* TASK INSTRUCTIONS:
Copy the data exactly as it appears, and do not include any pictures.

(Saved entries)

[Start of section]

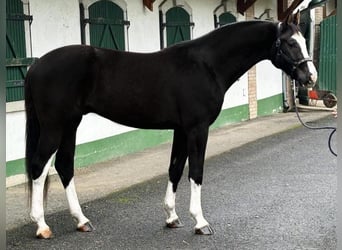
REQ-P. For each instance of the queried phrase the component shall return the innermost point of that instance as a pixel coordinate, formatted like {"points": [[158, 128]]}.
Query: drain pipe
{"points": [[286, 105]]}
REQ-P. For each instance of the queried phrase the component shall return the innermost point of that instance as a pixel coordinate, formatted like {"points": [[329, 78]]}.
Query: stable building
{"points": [[35, 27]]}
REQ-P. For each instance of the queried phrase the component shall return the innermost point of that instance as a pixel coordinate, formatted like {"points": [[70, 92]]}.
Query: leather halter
{"points": [[281, 55]]}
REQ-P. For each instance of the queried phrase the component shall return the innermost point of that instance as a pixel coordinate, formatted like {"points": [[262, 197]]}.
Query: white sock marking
{"points": [[170, 204], [74, 205], [195, 205], [37, 202]]}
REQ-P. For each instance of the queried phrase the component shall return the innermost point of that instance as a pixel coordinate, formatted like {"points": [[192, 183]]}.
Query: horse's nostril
{"points": [[313, 78]]}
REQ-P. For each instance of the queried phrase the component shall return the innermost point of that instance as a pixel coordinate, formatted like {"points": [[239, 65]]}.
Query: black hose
{"points": [[315, 128]]}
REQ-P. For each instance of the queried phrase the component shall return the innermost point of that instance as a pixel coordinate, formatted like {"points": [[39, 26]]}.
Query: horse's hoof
{"points": [[206, 230], [175, 224], [44, 234], [87, 227]]}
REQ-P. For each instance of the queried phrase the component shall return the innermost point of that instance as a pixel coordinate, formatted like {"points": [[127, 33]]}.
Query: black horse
{"points": [[181, 88]]}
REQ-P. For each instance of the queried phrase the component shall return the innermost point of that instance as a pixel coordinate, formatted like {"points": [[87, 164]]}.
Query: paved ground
{"points": [[277, 192], [102, 179]]}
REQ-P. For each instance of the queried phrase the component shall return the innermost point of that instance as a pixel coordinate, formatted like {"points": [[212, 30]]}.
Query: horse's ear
{"points": [[296, 18], [293, 18]]}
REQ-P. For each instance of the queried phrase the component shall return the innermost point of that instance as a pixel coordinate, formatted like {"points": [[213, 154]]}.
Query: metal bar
{"points": [[19, 62], [19, 17], [101, 20], [177, 24]]}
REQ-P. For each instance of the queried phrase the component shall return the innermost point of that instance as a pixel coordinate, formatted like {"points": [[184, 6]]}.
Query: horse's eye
{"points": [[292, 43]]}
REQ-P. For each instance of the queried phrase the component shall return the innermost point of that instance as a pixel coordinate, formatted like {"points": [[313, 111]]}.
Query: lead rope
{"points": [[314, 128]]}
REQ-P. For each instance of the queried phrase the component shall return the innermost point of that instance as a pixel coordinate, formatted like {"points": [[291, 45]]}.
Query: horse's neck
{"points": [[235, 50]]}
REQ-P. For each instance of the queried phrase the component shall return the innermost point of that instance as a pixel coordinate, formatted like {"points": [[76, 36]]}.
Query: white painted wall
{"points": [[269, 80], [57, 23]]}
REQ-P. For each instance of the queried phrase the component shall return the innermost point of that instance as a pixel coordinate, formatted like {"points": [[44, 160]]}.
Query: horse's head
{"points": [[290, 53]]}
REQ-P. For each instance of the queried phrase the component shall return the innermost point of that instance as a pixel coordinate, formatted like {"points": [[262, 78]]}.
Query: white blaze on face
{"points": [[301, 41]]}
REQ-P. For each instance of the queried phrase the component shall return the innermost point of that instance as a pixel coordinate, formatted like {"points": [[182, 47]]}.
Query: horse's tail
{"points": [[32, 136]]}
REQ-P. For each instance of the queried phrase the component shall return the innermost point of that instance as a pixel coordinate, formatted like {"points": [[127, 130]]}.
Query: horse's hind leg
{"points": [[197, 141], [178, 157], [48, 143], [65, 168]]}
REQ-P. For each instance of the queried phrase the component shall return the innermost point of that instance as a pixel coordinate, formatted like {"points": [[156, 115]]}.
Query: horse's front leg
{"points": [[177, 162], [196, 146], [65, 168], [83, 223]]}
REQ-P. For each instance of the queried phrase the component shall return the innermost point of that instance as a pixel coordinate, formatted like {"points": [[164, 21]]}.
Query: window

[End of section]

* ANSWER FOR THE TASK:
REQ-P. For each instance of the queried phrase the component shall return the innermost point of that instance as a pixel coordinate, formatted like {"points": [[158, 128]]}.
Query: drain pipe
{"points": [[286, 105]]}
REQ-P. For each instance of the queried phrase the component shall return the innermost point of that instance as a pixel coordinate, formatted like {"points": [[329, 78]]}.
Query: stable building
{"points": [[35, 27]]}
REQ-P. For each instance of the queried phrase the component shall return the innermost point of that instance as a pixel coordinate, formatted like {"points": [[70, 92]]}.
Query: leather halter
{"points": [[281, 55]]}
REQ-P. For each instance of the queried phrase the component shall return the innermost point of that instance as a pixel coordinate, formatted like {"points": [[262, 197]]}.
Query: white sock marking
{"points": [[170, 204], [74, 205], [195, 205], [37, 202]]}
REQ-P. For each instance of the queried phrase the component shall return the innermost point of that instance as a pixel coordinate, formatted like {"points": [[192, 183]]}.
Query: horse's nostril
{"points": [[313, 78]]}
REQ-P. For each instance of the queried phrase the component shall return the innermost point of that instance as a pixel coordinate, formatted like {"points": [[239, 65]]}.
Query: black hose
{"points": [[315, 128]]}
REQ-P. For each instance of the queried phrase the component shall return the innermost point of that instance as a pixel coordinate, formatted like {"points": [[39, 26]]}.
Query: horse's hoof
{"points": [[206, 230], [175, 224], [44, 234], [87, 227]]}
REQ-P. For each instance of the queried phrase the component shall return the innermost point of that instance as a pixel coordinate, formatted like {"points": [[127, 33]]}.
Query: black horse
{"points": [[181, 88]]}
REQ-P. For each instance of the queried phrase the component shall return the innermost point of that instance as a pixel coordinate, formatted like {"points": [[87, 164]]}.
Query: paved ground
{"points": [[277, 192], [102, 179]]}
REQ-P. For each instance of the queried phrase the component shall return the innermost point of that instance as a pixel coordinate, formatted like {"points": [[212, 30]]}.
Query: horse's ear
{"points": [[296, 18], [293, 18]]}
REQ-P. For each instance of the queried phrase the component shall return the innermost point of that instance as a pixel coordinate, formatted like {"points": [[213, 154]]}.
Query: metal bar
{"points": [[19, 62], [19, 17], [101, 20], [177, 24]]}
REQ-P. For each instance of the queried phrase the component shall return the innermost point of that instance as a pixel coordinate, formatted like {"points": [[184, 6]]}.
Query: horse's eye
{"points": [[292, 43]]}
REQ-P. For each instance of the queried phrase the component shall return the innermost point of that instance as a pixel coordinate, formatted like {"points": [[313, 111]]}.
Query: lead rope
{"points": [[314, 128]]}
REQ-P. For each instance of the queried phrase the component shall return the innermost point of that instance as a pixel coordinate, formatted like {"points": [[291, 45]]}.
Query: horse's neck
{"points": [[235, 50]]}
REQ-P. For each instance of the queried phrase the component shall return the innermost point of that instance as a pixel coordinate, formatted like {"points": [[76, 36]]}.
Query: white painted wall
{"points": [[269, 80], [57, 23]]}
REQ-P. For each instance of the queried phrase the component shall return the innermost point of that instance as a pixel coordinate, formatted like {"points": [[44, 160]]}.
Query: horse's head
{"points": [[290, 53]]}
REQ-P. For each instance of the queried phrase the component shall return the innermost point of that instance as a pixel coordinate, formatted like {"points": [[262, 78]]}.
Query: white blaze on face
{"points": [[301, 41]]}
REQ-P. For each instance of the queried phrase the component shall return the innermost point of that instance as a pixel coordinate, formatted like {"points": [[182, 47]]}.
Query: horse's tail
{"points": [[32, 136]]}
REQ-P. For each instance of the queried phrase the component shall return the innermost point of that instance as a pixel coordinate, formatted like {"points": [[127, 130]]}.
Query: horse's hind leg
{"points": [[197, 141], [178, 157], [48, 143], [65, 168]]}
REQ-P. For each instance of the queried phrase the component shall return the innermost point of that instance as a pixel coordinate, formatted like {"points": [[156, 115]]}.
Query: horse's front leg
{"points": [[177, 162], [196, 146], [65, 168], [83, 223]]}
REQ-P. For each instance of the queried phrase the component shall return the innermost point of that instance as a pixel coordinate, formatted like {"points": [[164, 21]]}.
Query: window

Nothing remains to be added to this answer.